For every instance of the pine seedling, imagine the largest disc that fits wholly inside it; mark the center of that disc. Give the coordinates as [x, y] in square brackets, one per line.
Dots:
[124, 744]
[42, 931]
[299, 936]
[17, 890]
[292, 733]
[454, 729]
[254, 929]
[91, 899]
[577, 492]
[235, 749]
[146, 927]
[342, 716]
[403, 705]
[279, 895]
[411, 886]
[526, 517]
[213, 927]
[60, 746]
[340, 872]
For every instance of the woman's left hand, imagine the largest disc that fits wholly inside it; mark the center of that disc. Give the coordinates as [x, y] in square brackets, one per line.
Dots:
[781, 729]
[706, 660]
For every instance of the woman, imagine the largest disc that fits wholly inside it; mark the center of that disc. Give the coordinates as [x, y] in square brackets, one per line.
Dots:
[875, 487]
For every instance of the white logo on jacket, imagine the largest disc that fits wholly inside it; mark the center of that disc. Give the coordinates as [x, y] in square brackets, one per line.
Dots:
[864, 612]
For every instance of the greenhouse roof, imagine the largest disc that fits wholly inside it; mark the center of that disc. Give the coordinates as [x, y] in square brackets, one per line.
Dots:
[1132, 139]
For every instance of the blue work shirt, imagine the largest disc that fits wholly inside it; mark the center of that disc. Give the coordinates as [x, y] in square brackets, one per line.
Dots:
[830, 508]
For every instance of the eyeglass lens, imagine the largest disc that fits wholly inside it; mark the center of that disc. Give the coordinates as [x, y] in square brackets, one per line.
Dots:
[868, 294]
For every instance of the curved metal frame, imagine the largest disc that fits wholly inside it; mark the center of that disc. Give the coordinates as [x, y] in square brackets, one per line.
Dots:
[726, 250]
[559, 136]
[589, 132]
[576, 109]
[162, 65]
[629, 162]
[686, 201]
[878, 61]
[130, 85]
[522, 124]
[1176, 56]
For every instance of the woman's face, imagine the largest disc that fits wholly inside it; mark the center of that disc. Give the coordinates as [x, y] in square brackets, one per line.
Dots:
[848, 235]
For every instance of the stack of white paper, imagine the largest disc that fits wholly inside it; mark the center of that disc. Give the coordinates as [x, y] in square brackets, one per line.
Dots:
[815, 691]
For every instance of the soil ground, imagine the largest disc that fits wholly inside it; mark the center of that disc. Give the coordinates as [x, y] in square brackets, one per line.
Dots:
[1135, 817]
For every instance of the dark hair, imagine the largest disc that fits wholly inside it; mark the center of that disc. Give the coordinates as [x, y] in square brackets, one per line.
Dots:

++++

Copy all of the records above word for word, keeping every line unchanged.

Solution to this problem.
For every instance of the pine seedling, imagine the largest disc that fits wholly inside it; mark the center of that disc. Give the coordinates as [x, y] in square brackets, one per line.
Dots:
[124, 744]
[42, 931]
[299, 936]
[17, 890]
[292, 733]
[454, 729]
[254, 929]
[91, 899]
[577, 492]
[235, 749]
[146, 927]
[342, 716]
[403, 705]
[279, 895]
[411, 886]
[526, 517]
[213, 927]
[60, 746]
[340, 872]
For every instance of the woman's left hand, imagine the largest disc that fits wholly inside it; mark the center of that disc. Give the coordinates as [x, y] in square brackets, one per line.
Dots:
[781, 729]
[706, 660]
For every instance of the woman, imagine the largest disc that fits wholly inside it; mark the center of that disc. Give the coordinates as [x, y] in square brackets, one per line.
Dots:
[875, 487]
For every instance of the white logo on jacket, imagine the largest disc that fits wholly inside it; mark the center of that disc. Give the coordinates as [x, y] in square brackets, one per line.
Dots:
[864, 612]
For every instance of the greenhouse roof, imagine the largest disc that fits wholly inside it; mark the center of that disc. Give the coordinates as [x, y] in square brackets, one per line.
Dots:
[1132, 139]
For every instance of the blue work shirt, imagine the largest disc that fits wholly inside it; mark the center of that disc. Give the coordinates as [x, y] in square brackets, one per line.
Dots:
[830, 508]
For every instance of the eyeglass lens, imagine the largest disc that fits wholly inside it; mark the center of that disc. Give the coordinates as [x, y] in square brackets, one per line.
Dots:
[868, 294]
For every instance of the curved metal frame, imagine the largest disc that fits wholly inside it; mark the center of that disc. Give the coordinates as [x, y] in square brackets, one per line.
Dots:
[726, 250]
[559, 136]
[589, 132]
[576, 109]
[162, 65]
[629, 162]
[686, 201]
[878, 61]
[130, 85]
[522, 124]
[1176, 56]
For every instance of the woman's face, imagine the largest disc that fits wholly inside it; mark the center of that disc. Give the coordinates as [x, y] in square brackets, one per line.
Dots:
[848, 235]
For every instance of the stack of white paper, imagine the largest disc that fits wholly inside it; mark the center of that disc. Give the coordinates as [x, y] in square brackets, one per line.
Dots:
[815, 691]
For every instance of the soil ground, imagine the largest disc that fits wholly inside it; mark the center of that disc. Give the coordinates as [x, y] in square brackets, one per line.
Dots:
[1135, 817]
For every instance of the dark hair, imagine the largest disc that fits wholly inside it; mark the center of that disc. Give the coordinates as [x, y] in square brackets, one per line.
Dots:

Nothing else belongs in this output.